MATERIALS PROVIDED ▸
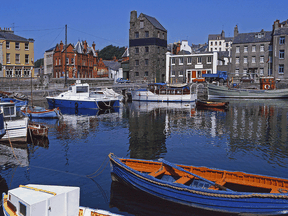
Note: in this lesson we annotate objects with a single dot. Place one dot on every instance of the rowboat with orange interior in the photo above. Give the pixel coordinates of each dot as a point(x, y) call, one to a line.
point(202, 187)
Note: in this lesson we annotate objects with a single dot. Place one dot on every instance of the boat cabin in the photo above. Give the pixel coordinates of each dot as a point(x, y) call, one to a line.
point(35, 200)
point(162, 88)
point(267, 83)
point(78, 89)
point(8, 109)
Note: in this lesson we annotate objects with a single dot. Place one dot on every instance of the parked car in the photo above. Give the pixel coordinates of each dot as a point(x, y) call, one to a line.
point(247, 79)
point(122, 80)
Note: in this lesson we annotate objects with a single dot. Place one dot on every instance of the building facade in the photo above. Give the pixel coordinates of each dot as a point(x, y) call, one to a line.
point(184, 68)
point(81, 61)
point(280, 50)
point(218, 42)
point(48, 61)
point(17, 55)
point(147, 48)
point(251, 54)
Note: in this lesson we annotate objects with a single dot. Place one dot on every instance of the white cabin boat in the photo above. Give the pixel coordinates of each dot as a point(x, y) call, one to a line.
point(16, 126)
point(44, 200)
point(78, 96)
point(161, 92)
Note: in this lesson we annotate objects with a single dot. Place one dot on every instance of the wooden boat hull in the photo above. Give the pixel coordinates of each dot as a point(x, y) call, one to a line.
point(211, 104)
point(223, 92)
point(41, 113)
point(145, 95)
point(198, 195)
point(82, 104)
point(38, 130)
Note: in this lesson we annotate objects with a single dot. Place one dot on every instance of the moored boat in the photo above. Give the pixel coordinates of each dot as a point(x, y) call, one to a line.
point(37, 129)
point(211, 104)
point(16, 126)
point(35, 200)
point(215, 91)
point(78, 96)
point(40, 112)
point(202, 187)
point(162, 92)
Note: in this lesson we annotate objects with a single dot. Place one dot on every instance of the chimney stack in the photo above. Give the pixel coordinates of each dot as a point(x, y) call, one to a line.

PROBLEM STATEMENT ▸ Convert all of the material above into a JSON list of strings, one string per line, with blank lines skipped and the pictures left out.

EXERCISE RESPONSE ▸
[
  "Note: in this lesson we annotate objects with a single dot. Place one dot on every instance of the rowboat with orange interior in the photo above. Give the pixel coordinates of each dot as a point(x, y) call, one to a line.",
  "point(202, 187)",
  "Note: in this lesson we annotate objects with a single dot. Place one dot on every instance of the boat cabin in the photo above. Give the pixel coordinates of each dot as a point(x, y) call, one to a line.",
  "point(35, 200)",
  "point(162, 88)",
  "point(267, 83)",
  "point(78, 89)",
  "point(8, 109)",
  "Note: in this lesson we annotate objects with a single dot. Place one dot on every instance of the parked car in the photo above. Give the pixel coordinates of each dot as a point(x, y) call, one to a line.",
  "point(247, 79)",
  "point(122, 80)",
  "Note: in this lesson we annotate objects with a single dot. Place one dot on every instance of the building facade in the photo above. Give the pixel coordinates of each dot as a point(x, y) call, one to a line.",
  "point(184, 68)",
  "point(81, 61)",
  "point(280, 50)",
  "point(218, 42)",
  "point(48, 61)",
  "point(17, 55)",
  "point(147, 48)",
  "point(251, 54)",
  "Note: in this lesson we annotate objects with a single dot. Place one dot on every instance of the white cabin boat in the photo above. Give the pixel coordinates of each dot as a point(x, y) call, one to a line.",
  "point(16, 126)",
  "point(44, 200)",
  "point(78, 96)",
  "point(161, 92)",
  "Note: in this lesson we annotate objects with a single dot. Place one dot on every instance of the wooden boat hull in the photo above. Give the pixel coordinates of each dot as a point(x, y) call, one to a line.",
  "point(211, 104)",
  "point(223, 92)",
  "point(41, 113)",
  "point(145, 95)",
  "point(198, 195)",
  "point(82, 104)",
  "point(38, 130)",
  "Note: in this lesson we annotate objects with a single dot. Place one dot on every instance of the moored boat in the photo above. Give the pixel coordinates of each dot as a point(x, y) call, one to a line.",
  "point(37, 129)",
  "point(211, 104)",
  "point(16, 126)",
  "point(35, 200)",
  "point(215, 91)",
  "point(78, 96)",
  "point(40, 112)",
  "point(202, 187)",
  "point(162, 92)",
  "Note: in this lesson we annotate objects with a single dot. Place one dot on every instance of the chimney stack in the photo above. Give the pixel coordinates of each dot as a point(x, y) call, one to a line."
]